**Records supplied:**
════════════════
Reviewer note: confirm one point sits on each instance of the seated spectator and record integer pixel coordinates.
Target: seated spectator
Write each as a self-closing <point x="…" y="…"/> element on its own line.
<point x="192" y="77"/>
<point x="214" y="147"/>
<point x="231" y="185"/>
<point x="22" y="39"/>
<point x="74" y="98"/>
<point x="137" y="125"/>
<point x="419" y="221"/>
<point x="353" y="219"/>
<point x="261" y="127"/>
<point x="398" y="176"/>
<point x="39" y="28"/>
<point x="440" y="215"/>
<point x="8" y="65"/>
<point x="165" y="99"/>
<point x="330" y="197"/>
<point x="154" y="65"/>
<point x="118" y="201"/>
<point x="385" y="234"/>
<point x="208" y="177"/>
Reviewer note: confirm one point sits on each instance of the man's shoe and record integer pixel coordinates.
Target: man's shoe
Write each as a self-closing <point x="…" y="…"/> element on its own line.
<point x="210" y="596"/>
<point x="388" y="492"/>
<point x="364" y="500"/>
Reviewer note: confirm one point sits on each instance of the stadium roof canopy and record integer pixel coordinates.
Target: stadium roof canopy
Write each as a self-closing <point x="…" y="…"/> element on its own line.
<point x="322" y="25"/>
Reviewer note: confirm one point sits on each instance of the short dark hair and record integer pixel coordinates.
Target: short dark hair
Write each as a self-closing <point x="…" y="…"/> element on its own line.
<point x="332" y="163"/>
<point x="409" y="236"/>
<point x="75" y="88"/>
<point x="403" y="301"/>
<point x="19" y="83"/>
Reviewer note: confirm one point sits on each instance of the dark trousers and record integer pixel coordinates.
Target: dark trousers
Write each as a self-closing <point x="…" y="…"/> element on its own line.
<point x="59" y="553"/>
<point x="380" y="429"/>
════════════════
**Goal:** Only the lines from the one that contains "shoe and record integer pixel coordinates." through the last line should be repeated, each exactly as it stands, with both ends included.

**Solution below:**
Reviewer note: confirm one point sits on each instance of the man's shoe and record integer pixel coordinates.
Target: man's shoe
Write each as a self-closing <point x="…" y="…"/> element on its own line.
<point x="210" y="596"/>
<point x="388" y="492"/>
<point x="364" y="500"/>
Reviewer note: confirm one point sits on each instance of the stadium roof canopy and record integer pixel coordinates.
Target: stadium roof canopy
Write each as a self-closing <point x="…" y="…"/> element on its own line.
<point x="322" y="25"/>
Reviewer note: confirm one point sits on each instance of the short dark hair and record integer pixel coordinates.
Target: short dark hair
Write each as a self-closing <point x="…" y="…"/> element on its own line.
<point x="332" y="163"/>
<point x="409" y="236"/>
<point x="75" y="88"/>
<point x="403" y="301"/>
<point x="19" y="83"/>
Reviewer note: confirm one point sits on each instance of the dark trousers and record integer pixel coordinates.
Target: dark trousers
Write each as a self-closing <point x="…" y="…"/> element on its own line.
<point x="59" y="553"/>
<point x="380" y="429"/>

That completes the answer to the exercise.